(Beginning of Reading text)
It will be “National Candy Day.” In many respects, it will be another weekday in the midst of a global pandemic.
And yet, people could be waking up to an America on the verge of political transformation if the presidential contest is decided — or one gripped by days or weeks of uncertainty over the outcome. (It wasn’t until the early hours of November 9, 2016, the day after the election, that Hillary Clinton called Donald Trump to concede the race — and this year’s vote counting may well take a lot longer.)
“American history is filled with moments of change so fundamental that even in retrospect they seem remarkable,” wrote filmmaker Ken Burns. He compared today’s prospects of change to the 1932 election, where a once-popular President Herbert Hoover was trounced by Franklin Delano Roosevelt because he couldn’t change course to ease the suffering of ordinary Americans in the Great Depression.
Coverage of the campaign doesn’t always pay a lot of attention to those in the middle, but they are key to the outcome. Daniel Lubetzky, who founded KIND Snacks, describes himself as a moderate. When Trump was elected, he wrote, “I resisted jumping on the bandwagon of the fervent resisters or die-hard supporters and chose to evaluate the facts as they played out. Because I love my country, I hoped that Trump’s competitive spirit would drive him to do well by the American people.”
(End of Reading text)
- [What the exercise asks] Copy out the whole article about Election Day word for word. You won't need the rows that come next.
(Beginning of Data supplied)
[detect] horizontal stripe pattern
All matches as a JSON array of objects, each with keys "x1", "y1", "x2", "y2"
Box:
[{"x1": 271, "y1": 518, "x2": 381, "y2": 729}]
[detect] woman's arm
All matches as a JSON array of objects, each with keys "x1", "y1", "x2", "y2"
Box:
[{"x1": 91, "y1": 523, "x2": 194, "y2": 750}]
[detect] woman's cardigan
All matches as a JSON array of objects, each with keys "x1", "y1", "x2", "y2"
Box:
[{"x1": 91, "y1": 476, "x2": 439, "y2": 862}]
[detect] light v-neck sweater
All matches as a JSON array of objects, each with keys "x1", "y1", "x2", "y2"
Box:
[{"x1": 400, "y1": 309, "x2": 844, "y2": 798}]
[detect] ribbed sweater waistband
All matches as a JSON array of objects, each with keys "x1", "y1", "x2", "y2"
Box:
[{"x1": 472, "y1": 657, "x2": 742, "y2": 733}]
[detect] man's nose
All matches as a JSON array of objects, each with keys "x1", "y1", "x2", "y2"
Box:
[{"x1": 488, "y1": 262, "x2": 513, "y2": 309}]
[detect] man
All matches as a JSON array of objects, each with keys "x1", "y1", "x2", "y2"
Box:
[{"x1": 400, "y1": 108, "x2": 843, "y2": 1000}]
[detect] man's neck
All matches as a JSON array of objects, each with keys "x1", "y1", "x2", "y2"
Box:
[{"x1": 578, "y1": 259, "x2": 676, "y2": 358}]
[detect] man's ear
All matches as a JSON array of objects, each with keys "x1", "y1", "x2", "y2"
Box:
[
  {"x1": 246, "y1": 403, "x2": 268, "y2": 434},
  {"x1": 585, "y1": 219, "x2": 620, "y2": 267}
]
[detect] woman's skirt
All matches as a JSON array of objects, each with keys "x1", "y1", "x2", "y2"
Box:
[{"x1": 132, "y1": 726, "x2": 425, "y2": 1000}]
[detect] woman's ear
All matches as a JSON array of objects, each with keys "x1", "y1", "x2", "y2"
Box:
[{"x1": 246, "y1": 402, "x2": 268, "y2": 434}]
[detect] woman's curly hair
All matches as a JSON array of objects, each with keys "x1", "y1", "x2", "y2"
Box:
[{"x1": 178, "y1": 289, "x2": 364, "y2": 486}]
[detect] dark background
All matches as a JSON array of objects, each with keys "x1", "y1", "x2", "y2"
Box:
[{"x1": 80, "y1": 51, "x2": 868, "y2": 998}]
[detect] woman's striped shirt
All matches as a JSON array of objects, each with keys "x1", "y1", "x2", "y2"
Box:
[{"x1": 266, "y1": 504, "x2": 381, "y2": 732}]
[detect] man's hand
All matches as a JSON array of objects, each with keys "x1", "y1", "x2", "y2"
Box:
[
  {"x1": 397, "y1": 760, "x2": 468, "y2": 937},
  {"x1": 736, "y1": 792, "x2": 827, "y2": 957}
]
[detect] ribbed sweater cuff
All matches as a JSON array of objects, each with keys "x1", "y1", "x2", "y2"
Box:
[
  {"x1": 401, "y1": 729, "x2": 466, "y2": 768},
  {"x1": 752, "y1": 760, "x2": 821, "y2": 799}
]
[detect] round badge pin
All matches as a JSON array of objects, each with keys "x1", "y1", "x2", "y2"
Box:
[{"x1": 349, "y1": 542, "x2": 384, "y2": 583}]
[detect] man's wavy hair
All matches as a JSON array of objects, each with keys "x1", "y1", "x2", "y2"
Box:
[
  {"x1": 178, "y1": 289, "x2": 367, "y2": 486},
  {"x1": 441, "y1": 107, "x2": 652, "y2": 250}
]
(End of Data supplied)
- [Answer space]
It will be “National Candy Day.” In many respects, it will be another weekday in the midst of a global pandemic.
And yet, people could be waking up to an America on the verge of political transformation if the presidential contest is decided — or one gripped by days or weeks of uncertainty over the outcome. (It wasn’t until the early hours of November 9, 2016, the day after the election, that Hillary Clinton called Donald Trump to concede the race — and this year’s vote counting may well take a lot longer.)
“American history is filled with moments of change so fundamental that even in retrospect they seem remarkable,” wrote filmmaker Ken Burns. He compared today’s prospects of change to the 1932 election, where a once-popular President Herbert Hoover was trounced by Franklin Delano Roosevelt because he couldn’t change course to ease the suffering of ordinary Americans in the Great Depression.
Coverage of the campaign doesn’t always pay a lot of attention to those in the middle, but they are key to the outcome. Daniel Lubetzky, who founded KIND Snacks, describes himself as a moderate. When Trump was elected, he wrote, “I resisted jumping on the bandwagon of the fervent resisters or die-hard supporters and chose to evaluate the facts as they played out. Because I love my country, I hoped that Trump’s competitive spirit would drive him to do well by the American people.”